### Stated goal
Give the lines as a numbered list, skipping any blank lines, starting with the line that contains "of the rear" and going on through the line that contains "x=154, y=104".

(Location labeling rows)
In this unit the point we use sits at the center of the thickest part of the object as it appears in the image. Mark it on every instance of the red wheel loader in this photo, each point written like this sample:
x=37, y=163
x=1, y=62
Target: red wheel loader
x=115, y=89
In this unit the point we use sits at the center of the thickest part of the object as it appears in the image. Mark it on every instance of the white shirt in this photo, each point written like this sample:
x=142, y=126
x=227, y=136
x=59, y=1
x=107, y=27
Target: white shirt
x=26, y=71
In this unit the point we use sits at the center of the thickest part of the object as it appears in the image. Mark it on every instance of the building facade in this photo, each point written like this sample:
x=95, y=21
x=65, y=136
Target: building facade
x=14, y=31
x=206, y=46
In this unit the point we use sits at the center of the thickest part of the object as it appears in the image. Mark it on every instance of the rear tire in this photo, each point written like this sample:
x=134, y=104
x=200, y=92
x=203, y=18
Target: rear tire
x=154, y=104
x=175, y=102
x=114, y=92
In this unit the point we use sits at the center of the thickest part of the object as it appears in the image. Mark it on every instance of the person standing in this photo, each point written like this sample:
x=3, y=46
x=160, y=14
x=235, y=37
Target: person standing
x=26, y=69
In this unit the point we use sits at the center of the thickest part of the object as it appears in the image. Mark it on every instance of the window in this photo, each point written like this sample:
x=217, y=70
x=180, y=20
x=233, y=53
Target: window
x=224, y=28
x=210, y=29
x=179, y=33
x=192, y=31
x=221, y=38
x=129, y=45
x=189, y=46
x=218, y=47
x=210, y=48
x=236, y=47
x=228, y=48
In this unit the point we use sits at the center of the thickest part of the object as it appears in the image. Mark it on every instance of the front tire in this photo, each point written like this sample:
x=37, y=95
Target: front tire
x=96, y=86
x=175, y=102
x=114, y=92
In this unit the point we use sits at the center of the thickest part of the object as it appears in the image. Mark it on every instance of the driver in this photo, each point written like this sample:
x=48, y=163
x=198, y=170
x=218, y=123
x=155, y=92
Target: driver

### Solution
1. In this unit the point we use sits at the center of the thickest part of the object as it appears in the image. Mark it on every instance of the rear tire in this photo, each point written like this sample:
2. x=134, y=104
3. x=200, y=92
4. x=203, y=18
5. Target: rear tire
6. x=154, y=104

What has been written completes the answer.